EXERCISE TASK
Offset the coordinates below by 52, covering only the rows starting with the line that contains "the excavator stabilizer" and going on through the line that contains "580 113 664 178". Reproduce every line in that range, requests included, and add 52 to each bounding-box coordinate.

(Excerpts from a detection dataset)

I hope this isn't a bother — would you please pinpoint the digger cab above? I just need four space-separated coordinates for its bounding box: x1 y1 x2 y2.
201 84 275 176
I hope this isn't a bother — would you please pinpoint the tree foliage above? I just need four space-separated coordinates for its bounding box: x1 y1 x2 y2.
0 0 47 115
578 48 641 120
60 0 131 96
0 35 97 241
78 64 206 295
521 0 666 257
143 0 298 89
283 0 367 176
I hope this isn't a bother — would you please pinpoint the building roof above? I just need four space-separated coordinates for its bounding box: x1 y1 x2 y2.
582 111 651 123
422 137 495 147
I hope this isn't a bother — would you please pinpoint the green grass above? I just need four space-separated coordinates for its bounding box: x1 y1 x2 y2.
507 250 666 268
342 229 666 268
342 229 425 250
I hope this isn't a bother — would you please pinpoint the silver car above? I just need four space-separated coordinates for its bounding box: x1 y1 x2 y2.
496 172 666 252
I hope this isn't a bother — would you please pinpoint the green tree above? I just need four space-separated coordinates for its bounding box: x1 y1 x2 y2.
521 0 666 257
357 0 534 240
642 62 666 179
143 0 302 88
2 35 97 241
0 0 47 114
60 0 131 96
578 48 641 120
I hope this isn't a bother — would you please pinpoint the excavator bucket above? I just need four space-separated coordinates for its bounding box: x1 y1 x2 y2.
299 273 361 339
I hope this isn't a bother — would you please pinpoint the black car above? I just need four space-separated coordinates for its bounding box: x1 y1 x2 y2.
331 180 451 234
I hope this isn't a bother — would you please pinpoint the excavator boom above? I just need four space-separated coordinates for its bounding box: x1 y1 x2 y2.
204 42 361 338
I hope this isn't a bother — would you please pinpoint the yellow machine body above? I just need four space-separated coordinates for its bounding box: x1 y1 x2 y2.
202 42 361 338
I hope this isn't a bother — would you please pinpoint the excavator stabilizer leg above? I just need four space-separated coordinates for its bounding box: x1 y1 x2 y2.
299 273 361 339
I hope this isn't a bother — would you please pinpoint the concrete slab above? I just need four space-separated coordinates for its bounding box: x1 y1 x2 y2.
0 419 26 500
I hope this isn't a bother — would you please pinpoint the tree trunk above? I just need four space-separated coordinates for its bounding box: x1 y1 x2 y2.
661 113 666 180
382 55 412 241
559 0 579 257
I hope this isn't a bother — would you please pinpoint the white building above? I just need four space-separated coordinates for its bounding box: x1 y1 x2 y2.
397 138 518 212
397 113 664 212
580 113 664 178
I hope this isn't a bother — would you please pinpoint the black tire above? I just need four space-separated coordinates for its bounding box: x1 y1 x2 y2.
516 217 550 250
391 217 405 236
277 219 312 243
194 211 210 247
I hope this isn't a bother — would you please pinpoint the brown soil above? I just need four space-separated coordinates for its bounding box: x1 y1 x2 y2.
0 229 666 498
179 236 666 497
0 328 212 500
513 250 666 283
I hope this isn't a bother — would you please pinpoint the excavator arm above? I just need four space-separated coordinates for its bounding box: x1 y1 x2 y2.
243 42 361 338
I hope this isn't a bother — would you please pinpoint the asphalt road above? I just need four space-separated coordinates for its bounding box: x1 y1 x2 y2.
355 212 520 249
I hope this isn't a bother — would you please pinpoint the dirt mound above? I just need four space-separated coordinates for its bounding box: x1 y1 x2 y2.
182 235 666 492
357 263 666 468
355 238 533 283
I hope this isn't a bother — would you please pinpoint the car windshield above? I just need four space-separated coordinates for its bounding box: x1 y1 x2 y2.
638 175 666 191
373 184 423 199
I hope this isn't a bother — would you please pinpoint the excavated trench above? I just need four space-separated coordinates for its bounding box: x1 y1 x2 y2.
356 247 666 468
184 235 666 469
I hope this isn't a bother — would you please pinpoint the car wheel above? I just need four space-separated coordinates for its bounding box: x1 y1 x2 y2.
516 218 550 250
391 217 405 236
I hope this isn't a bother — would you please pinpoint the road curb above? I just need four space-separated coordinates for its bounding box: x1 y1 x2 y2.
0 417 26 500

RIGHT ANSWER
I hope this isn't a bother — would you please pinpoint the excavator stabilizer leg above? I just need four space-separated coordinates for its bounding box: x1 y1 x2 y2.
351 325 413 391
I hope this isn't a bother — would you please pinpoint the concrete slab above? I just need four space-separated coordinates for its bounding box: x1 y1 x2 y2.
52 471 78 552
I hope this isn't a bother — would you please pinpoint the tree trunk above? I just need four space-separated coordinates for its bounding box: x1 y1 x2 y2.
713 165 718 232
434 107 464 293
611 52 631 309
I hope this isn't a bother — would you please pinpoint the white building above? I just need four space-separated coordinates for its bounding box: x1 y1 x2 y2.
449 190 570 264
449 165 716 264
632 165 716 230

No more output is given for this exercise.